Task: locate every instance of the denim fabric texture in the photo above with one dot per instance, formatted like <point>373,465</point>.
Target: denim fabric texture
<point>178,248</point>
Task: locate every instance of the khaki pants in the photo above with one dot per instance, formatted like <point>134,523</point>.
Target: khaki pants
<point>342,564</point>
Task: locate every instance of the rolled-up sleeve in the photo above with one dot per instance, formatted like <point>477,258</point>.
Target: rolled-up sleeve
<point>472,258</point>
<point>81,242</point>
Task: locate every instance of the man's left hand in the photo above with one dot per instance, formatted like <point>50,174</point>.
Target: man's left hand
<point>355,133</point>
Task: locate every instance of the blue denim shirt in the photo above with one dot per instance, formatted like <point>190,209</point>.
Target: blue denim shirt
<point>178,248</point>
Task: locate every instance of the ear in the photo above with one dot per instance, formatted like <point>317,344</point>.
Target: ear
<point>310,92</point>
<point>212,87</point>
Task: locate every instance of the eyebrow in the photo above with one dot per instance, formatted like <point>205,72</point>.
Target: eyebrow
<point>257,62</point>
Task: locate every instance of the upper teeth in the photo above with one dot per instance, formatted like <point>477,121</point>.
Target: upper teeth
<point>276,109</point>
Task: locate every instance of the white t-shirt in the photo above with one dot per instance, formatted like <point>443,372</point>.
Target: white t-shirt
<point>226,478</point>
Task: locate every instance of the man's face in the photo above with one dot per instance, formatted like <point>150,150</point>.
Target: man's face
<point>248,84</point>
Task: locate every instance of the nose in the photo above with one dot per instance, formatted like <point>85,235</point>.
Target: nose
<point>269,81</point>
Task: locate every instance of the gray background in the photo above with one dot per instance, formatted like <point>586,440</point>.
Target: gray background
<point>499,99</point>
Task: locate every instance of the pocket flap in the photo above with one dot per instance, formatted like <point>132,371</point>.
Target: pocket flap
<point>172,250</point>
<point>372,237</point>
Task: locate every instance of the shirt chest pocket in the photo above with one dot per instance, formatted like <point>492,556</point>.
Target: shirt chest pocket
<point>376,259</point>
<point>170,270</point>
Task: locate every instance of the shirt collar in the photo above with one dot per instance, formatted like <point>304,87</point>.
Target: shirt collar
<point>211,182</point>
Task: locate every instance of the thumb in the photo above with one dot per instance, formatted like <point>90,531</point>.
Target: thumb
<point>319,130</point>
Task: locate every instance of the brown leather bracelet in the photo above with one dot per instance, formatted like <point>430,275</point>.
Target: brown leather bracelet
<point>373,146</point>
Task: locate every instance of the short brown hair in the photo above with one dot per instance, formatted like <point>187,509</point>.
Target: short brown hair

----

**STATED TASK**. Present everything above from the line containing "Task: locate every instance of the blue" down to the line containing "<point>212,87</point>" as a numbered list, leaving out any blank lines.

**ANSWER TO THE EXERCISE**.
1. Task: locate every instance of the blue denim shirt in the photo above with one dot per instance, formatted like <point>190,209</point>.
2. Target: blue denim shirt
3. <point>178,248</point>
4. Task: locate every instance of the ear in the photo above with one dot per instance, formatted like <point>317,344</point>.
5. Target: ear
6. <point>310,92</point>
7. <point>212,87</point>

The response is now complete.